* _THE DATA_:
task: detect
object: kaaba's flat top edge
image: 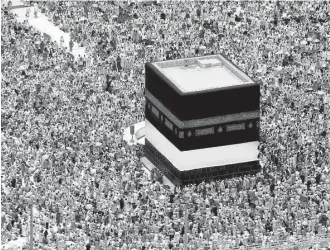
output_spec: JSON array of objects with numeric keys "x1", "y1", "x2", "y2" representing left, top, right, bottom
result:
[{"x1": 149, "y1": 54, "x2": 257, "y2": 95}]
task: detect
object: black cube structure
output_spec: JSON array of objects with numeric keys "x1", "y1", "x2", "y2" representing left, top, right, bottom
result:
[{"x1": 144, "y1": 55, "x2": 261, "y2": 186}]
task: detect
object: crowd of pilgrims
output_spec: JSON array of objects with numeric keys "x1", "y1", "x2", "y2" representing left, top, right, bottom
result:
[{"x1": 1, "y1": 1, "x2": 330, "y2": 250}]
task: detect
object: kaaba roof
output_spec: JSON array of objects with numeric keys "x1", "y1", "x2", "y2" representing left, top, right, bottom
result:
[
  {"x1": 145, "y1": 54, "x2": 260, "y2": 121},
  {"x1": 150, "y1": 54, "x2": 256, "y2": 95}
]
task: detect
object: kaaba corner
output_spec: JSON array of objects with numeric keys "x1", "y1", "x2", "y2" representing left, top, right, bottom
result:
[{"x1": 143, "y1": 54, "x2": 261, "y2": 186}]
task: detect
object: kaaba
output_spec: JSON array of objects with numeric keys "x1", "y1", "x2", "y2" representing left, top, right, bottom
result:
[{"x1": 144, "y1": 55, "x2": 261, "y2": 186}]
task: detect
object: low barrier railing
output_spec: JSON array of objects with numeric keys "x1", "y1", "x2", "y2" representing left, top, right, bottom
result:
[{"x1": 229, "y1": 233, "x2": 330, "y2": 250}]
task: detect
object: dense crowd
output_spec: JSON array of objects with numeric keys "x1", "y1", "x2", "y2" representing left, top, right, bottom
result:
[{"x1": 1, "y1": 1, "x2": 330, "y2": 250}]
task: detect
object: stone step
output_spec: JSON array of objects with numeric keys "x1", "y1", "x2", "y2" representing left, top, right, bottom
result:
[
  {"x1": 141, "y1": 156, "x2": 175, "y2": 191},
  {"x1": 10, "y1": 4, "x2": 28, "y2": 10},
  {"x1": 140, "y1": 156, "x2": 155, "y2": 172}
]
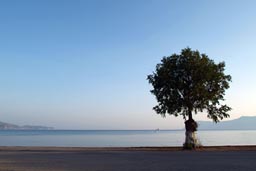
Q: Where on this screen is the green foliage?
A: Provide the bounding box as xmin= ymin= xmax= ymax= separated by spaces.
xmin=147 ymin=48 xmax=232 ymax=122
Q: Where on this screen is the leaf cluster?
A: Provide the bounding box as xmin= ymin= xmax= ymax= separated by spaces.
xmin=147 ymin=48 xmax=232 ymax=122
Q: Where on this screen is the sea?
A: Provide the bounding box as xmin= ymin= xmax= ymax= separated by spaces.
xmin=0 ymin=130 xmax=255 ymax=147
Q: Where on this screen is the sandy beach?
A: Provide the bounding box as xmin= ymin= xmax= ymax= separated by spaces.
xmin=0 ymin=146 xmax=255 ymax=171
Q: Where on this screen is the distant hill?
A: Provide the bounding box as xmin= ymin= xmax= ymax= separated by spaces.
xmin=0 ymin=121 xmax=54 ymax=130
xmin=198 ymin=116 xmax=256 ymax=130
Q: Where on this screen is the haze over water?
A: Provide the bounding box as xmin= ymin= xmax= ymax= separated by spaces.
xmin=0 ymin=130 xmax=256 ymax=147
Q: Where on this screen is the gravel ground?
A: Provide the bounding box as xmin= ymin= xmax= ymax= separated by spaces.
xmin=0 ymin=147 xmax=255 ymax=171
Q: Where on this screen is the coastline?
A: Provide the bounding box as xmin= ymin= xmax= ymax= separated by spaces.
xmin=0 ymin=145 xmax=256 ymax=152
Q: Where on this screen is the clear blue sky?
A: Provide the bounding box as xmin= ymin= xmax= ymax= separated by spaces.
xmin=0 ymin=0 xmax=255 ymax=129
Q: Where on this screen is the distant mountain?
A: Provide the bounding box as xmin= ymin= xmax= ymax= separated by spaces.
xmin=198 ymin=116 xmax=256 ymax=130
xmin=0 ymin=121 xmax=54 ymax=130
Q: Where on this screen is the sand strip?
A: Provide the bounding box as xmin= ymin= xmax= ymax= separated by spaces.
xmin=0 ymin=145 xmax=256 ymax=152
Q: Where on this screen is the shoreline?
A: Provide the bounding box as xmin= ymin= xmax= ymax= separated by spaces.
xmin=0 ymin=145 xmax=256 ymax=152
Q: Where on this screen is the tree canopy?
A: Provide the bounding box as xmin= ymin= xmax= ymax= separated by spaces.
xmin=147 ymin=48 xmax=231 ymax=123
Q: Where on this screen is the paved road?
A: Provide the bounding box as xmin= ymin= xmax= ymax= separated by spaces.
xmin=0 ymin=150 xmax=255 ymax=171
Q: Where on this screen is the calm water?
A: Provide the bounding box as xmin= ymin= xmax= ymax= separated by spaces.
xmin=0 ymin=130 xmax=255 ymax=147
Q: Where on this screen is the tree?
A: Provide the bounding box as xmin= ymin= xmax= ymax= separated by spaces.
xmin=147 ymin=48 xmax=232 ymax=149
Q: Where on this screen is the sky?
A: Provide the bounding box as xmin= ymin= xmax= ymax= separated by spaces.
xmin=0 ymin=0 xmax=256 ymax=129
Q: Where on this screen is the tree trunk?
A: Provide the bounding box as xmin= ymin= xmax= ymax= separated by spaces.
xmin=184 ymin=111 xmax=199 ymax=149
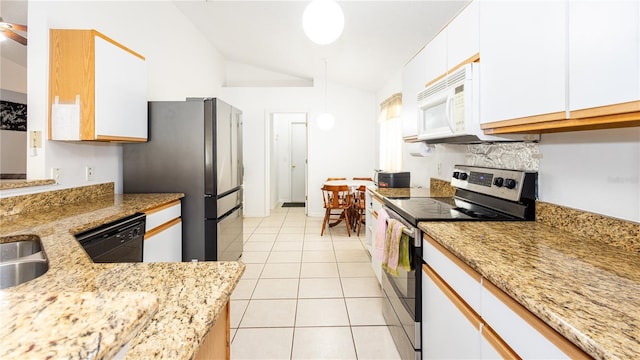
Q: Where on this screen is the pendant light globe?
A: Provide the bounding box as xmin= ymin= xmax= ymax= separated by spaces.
xmin=317 ymin=113 xmax=335 ymax=130
xmin=302 ymin=0 xmax=344 ymax=45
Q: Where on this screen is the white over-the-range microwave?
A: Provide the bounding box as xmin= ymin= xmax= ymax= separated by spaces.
xmin=417 ymin=63 xmax=539 ymax=143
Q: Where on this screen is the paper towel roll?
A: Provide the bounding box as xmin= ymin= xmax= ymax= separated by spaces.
xmin=407 ymin=142 xmax=434 ymax=157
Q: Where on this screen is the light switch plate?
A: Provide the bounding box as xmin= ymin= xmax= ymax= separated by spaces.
xmin=30 ymin=131 xmax=42 ymax=148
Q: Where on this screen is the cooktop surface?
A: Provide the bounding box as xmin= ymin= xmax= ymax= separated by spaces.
xmin=384 ymin=197 xmax=518 ymax=225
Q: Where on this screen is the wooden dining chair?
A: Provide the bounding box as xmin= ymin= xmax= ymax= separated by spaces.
xmin=354 ymin=185 xmax=367 ymax=236
xmin=326 ymin=177 xmax=347 ymax=181
xmin=320 ymin=184 xmax=353 ymax=237
xmin=353 ymin=177 xmax=373 ymax=181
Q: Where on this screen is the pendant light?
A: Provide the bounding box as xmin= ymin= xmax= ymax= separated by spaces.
xmin=302 ymin=0 xmax=344 ymax=45
xmin=317 ymin=58 xmax=335 ymax=130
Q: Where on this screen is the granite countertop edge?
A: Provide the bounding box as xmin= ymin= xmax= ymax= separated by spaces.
xmin=0 ymin=193 xmax=245 ymax=360
xmin=419 ymin=220 xmax=640 ymax=360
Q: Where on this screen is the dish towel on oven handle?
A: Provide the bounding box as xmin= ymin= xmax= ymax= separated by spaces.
xmin=375 ymin=208 xmax=389 ymax=261
xmin=382 ymin=219 xmax=412 ymax=276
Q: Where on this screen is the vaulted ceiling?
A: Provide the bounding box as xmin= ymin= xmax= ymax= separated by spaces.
xmin=1 ymin=1 xmax=470 ymax=93
xmin=174 ymin=1 xmax=469 ymax=92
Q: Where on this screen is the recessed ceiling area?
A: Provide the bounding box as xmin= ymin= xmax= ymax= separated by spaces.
xmin=1 ymin=1 xmax=470 ymax=93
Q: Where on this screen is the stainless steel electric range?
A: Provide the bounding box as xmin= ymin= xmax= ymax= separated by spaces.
xmin=380 ymin=165 xmax=537 ymax=360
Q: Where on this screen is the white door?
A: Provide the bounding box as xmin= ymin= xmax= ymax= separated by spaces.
xmin=290 ymin=121 xmax=306 ymax=203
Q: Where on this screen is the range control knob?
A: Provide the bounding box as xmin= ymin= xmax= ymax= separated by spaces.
xmin=504 ymin=178 xmax=517 ymax=189
xmin=452 ymin=171 xmax=460 ymax=179
xmin=458 ymin=172 xmax=468 ymax=181
xmin=493 ymin=177 xmax=504 ymax=187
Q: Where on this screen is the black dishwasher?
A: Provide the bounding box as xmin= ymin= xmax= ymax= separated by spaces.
xmin=75 ymin=213 xmax=146 ymax=263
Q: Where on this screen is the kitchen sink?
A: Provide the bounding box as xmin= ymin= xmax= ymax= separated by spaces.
xmin=0 ymin=236 xmax=43 ymax=262
xmin=0 ymin=236 xmax=49 ymax=289
xmin=0 ymin=261 xmax=49 ymax=289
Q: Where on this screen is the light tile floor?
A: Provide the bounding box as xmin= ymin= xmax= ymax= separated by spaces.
xmin=231 ymin=207 xmax=401 ymax=360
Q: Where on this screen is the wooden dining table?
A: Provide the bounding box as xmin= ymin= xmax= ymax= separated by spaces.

* _WHAT TO PRODUCE_:
Reproduce the data above exactly, but only from the line containing "object: dense crowd" through the line containing "Q: Where on this screen is the haze"; skip the pictures.

* _OUTPUT BELOW_:
object: dense crowd
output_spec: JSON array of objects with numeric keys "x1", "y1", "x2", "y2" representing left, top, right, bottom
result:
[{"x1": 1, "y1": 1, "x2": 330, "y2": 250}]
task: detect
object: stone step
output_spec: JSON array of objects with numeric keys "x1", "y1", "x2", "y2" representing left, top, right, bottom
result:
[
  {"x1": 141, "y1": 156, "x2": 175, "y2": 191},
  {"x1": 10, "y1": 4, "x2": 28, "y2": 10},
  {"x1": 140, "y1": 156, "x2": 155, "y2": 172}
]
Q: Where on this screen is the green foliage?
A: Provide the bounding box as xmin= ymin= xmax= ymax= separated by spaces.
xmin=147 ymin=48 xmax=232 ymax=122
Q: Where on this screen is the leaf cluster?
A: Provide the bounding box as xmin= ymin= xmax= ymax= separated by spaces.
xmin=147 ymin=48 xmax=232 ymax=122
Q: Where on this screen is the sea?
A: Provide the bounding box as xmin= ymin= xmax= ymax= separated by spaces.
xmin=0 ymin=130 xmax=255 ymax=147
Q: Where on this screen is the sandy beach?
A: Provide the bounding box as xmin= ymin= xmax= ymax= separated by spaces.
xmin=0 ymin=146 xmax=255 ymax=171
Q: Where on this screen is the distant hill?
A: Provide the bounding box as xmin= ymin= xmax= ymax= separated by spaces.
xmin=0 ymin=121 xmax=54 ymax=130
xmin=198 ymin=116 xmax=256 ymax=130
Q: Where on this screen is the haze over water?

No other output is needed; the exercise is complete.